ANWEISUNG 1
Ziehe aus den Einträgen jede Zeile heraus, in der die Zeichenfolge "green" vorkommt.

Der Offizier, ein Oberstleutnant, steht einem blonden jungen Mann, einem Dänen,
gegenüber, der nur zusieht, nichts sagt und nichts tut. Um die beiden
stehen Demonstranten und Soldaten. Kein Anzeichen von irgendwelcher
Gewalt .
Plötzlich hob der Offizier sein Gewehr, hielt es horizontal, mit einer Hand am
Kolben mit der andern am Lauf und
schlug mit dem vorspringenden Stahlmagazin mit voller Kraft den jungen
Dänen direkt ins Gesicht . Das Opfer fiel rückwärts auf den Boden. Der Offizier
grinste befriedigt.
AM ABEND zeigte das israelische Fernsehen den Filmausschnitt. Bis jetzt hat fast
jeder Israeli dies hundert Male gesehen. Und je öfter man dies sieht, um so mehr
ist man geschockt. Die schiere Brutalität des völlig unprovozierten Aktes
lässt einen zurückschrecken.
Für Veteranen von Demonstrationen in den besetzten Gebieten war dieser Vorfall
nichts Neues. Viele haben unter solcher Brutalität in verschiedenen Formen
gelitten.

ANWEISUNG 2
Schreibe den Textausschnitt über den Angriff des Offiziers neu, beginnend bei "Plötzlich hob der" und endend nach "lässt einen zurückschrecken.". Setze dabei "Videoausschnitt" an die Stelle von "Filmausschnitt".

DATENSATZ
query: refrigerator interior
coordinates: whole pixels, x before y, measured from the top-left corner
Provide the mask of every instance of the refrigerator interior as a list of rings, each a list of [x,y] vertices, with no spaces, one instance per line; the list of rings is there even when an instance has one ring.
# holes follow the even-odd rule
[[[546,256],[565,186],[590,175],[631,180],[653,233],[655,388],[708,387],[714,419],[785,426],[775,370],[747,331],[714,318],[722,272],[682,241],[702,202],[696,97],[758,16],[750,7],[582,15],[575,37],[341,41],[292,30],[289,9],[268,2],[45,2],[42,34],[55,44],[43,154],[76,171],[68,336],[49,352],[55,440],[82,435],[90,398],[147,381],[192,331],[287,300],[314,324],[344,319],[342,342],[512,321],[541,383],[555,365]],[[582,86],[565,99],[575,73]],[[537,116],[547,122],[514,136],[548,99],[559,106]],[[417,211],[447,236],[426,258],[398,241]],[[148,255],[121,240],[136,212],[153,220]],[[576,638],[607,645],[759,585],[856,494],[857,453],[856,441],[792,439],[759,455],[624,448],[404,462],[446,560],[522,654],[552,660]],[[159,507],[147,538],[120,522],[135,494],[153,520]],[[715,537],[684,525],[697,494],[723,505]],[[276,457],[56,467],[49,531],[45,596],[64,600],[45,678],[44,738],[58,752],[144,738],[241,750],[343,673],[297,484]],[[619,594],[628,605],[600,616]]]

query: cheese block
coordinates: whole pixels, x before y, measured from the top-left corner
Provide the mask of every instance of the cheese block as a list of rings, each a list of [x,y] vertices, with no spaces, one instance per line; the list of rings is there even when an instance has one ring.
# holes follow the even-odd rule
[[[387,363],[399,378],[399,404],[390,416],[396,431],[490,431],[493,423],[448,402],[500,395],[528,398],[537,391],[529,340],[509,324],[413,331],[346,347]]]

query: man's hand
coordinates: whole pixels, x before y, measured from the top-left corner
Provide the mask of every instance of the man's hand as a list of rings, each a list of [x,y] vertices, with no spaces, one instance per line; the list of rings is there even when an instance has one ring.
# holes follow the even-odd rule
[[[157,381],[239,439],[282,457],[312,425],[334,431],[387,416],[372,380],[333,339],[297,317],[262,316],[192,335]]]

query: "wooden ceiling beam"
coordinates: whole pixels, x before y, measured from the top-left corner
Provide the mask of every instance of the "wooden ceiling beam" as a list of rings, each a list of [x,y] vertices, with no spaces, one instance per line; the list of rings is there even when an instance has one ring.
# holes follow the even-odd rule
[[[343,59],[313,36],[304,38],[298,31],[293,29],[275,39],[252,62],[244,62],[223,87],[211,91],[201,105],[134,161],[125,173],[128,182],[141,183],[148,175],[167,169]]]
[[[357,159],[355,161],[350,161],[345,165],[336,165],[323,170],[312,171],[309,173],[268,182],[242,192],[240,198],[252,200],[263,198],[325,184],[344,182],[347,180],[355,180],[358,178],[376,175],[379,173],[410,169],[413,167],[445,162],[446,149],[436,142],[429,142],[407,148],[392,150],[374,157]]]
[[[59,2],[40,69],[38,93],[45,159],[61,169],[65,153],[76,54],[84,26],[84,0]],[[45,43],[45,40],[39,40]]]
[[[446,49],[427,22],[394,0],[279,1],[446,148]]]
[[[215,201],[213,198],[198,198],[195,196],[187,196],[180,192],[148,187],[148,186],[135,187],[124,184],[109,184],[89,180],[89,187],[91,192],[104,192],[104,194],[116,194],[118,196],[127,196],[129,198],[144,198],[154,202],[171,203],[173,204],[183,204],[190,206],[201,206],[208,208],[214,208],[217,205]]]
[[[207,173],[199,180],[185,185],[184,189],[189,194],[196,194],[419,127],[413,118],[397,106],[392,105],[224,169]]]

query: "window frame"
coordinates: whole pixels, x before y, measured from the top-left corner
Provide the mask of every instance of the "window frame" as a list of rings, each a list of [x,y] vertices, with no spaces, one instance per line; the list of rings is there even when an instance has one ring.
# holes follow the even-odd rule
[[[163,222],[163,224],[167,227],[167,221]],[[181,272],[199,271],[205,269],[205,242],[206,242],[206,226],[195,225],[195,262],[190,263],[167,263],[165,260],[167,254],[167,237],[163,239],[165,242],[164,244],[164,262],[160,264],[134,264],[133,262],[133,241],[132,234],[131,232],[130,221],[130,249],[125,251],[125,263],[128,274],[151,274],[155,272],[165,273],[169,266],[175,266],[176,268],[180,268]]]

--

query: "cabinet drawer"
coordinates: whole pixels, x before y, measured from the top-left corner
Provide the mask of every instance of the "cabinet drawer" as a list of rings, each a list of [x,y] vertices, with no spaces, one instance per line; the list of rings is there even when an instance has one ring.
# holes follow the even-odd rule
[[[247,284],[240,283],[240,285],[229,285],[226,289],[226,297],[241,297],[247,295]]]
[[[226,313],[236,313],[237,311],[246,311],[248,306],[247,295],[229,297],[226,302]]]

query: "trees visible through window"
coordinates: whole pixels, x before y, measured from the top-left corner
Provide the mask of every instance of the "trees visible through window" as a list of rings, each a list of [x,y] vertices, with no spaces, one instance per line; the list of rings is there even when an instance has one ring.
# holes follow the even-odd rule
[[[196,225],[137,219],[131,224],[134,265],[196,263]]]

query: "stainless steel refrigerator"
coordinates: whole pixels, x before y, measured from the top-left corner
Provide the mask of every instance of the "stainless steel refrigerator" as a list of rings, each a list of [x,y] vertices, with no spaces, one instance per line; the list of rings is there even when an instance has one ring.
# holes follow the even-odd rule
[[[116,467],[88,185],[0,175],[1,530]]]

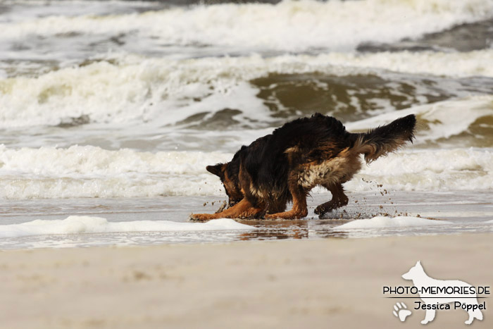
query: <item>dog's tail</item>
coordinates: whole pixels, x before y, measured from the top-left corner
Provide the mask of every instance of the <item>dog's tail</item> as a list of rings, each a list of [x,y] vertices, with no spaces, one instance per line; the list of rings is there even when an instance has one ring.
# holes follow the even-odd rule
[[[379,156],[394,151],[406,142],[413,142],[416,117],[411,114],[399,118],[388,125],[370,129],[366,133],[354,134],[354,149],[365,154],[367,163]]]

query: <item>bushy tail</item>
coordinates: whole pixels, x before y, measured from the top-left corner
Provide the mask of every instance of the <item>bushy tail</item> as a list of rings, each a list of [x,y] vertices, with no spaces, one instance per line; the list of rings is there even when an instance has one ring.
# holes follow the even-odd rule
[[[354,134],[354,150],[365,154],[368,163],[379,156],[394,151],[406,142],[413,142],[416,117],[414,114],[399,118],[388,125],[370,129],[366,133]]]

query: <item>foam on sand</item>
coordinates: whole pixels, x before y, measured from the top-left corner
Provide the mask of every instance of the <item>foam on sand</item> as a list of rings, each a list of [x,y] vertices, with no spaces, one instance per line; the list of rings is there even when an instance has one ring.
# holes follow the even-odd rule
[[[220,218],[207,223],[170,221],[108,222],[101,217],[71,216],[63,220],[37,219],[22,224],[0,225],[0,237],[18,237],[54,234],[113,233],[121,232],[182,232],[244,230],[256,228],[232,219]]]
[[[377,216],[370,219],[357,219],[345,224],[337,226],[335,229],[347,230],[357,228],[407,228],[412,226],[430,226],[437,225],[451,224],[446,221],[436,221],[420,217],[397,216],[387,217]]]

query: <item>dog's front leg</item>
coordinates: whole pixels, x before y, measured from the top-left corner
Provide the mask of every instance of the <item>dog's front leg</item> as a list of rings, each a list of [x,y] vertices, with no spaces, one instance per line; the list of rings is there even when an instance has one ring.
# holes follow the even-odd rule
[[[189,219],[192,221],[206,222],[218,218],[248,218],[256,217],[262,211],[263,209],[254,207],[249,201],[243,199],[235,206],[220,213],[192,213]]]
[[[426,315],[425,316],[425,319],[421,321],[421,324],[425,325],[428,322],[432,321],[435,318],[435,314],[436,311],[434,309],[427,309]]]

...

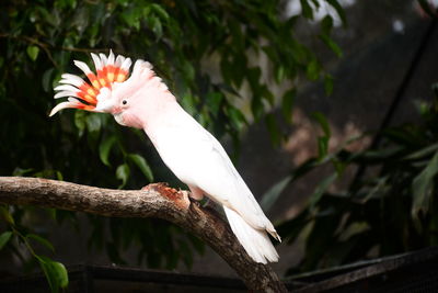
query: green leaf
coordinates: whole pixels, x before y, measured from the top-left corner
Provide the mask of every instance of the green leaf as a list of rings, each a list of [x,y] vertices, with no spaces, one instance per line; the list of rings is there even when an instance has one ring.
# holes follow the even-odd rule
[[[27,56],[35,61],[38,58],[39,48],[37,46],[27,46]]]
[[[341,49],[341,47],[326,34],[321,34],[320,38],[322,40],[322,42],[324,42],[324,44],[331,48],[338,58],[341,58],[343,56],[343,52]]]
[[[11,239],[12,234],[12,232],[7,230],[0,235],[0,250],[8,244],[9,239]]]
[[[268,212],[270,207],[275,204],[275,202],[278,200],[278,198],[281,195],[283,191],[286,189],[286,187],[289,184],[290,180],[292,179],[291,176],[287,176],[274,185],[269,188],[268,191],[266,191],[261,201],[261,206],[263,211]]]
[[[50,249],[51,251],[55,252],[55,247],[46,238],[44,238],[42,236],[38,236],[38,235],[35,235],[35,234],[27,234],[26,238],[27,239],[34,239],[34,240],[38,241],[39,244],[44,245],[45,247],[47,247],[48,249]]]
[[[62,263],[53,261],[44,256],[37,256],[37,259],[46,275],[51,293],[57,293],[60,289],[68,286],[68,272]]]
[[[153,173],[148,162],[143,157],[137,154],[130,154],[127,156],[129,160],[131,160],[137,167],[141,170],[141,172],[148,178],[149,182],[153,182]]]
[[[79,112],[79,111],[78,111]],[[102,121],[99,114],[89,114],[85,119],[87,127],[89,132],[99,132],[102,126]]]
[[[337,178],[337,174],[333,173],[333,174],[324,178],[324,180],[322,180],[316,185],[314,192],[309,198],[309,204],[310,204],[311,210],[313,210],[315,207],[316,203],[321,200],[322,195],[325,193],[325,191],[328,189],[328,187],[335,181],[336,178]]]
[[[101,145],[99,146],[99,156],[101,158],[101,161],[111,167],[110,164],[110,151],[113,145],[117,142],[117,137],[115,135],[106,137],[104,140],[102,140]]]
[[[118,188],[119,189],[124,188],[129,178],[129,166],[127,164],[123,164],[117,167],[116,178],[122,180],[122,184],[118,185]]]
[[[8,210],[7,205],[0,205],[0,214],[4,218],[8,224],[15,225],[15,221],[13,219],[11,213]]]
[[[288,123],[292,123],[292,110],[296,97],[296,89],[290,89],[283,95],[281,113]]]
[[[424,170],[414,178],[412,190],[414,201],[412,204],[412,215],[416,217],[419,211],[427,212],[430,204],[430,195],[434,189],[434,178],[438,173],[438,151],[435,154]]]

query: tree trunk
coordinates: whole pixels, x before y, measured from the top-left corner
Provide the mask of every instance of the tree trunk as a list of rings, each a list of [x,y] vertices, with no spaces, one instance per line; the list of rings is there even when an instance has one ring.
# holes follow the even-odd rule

ERGEBNIS 1
query: green leaf
Provide the mask of every instance of the green leaf as a list of rings, each a list of [x,y] vertices, with no spaces, one instance per line; the list of rings is there even when an instance has one ring.

ERGEBNIS 2
Plötzlich hob der Offizier sein Gewehr, hielt es horizontal, mit einer Hand am
Kolben mit der andern am Lauf und
schlug mit dem vorspringenden Stahlmagazin mit voller Kraft den jungen
Dänen direkt ins Gesicht . Das Opfer fiel rückwärts auf den Boden. Der Offizier
grinste befriedigt.
AM ABEND zeigte das israelische Fernsehen den Videoausschnitt. Bis jetzt hat fast
jeder Israeli dies hundert Male gesehen. Und je öfter man dies sieht, um so mehr
ist man geschockt. Die schiere Brutalität des völlig unprovozierten Aktes
lässt einen zurückschrecken.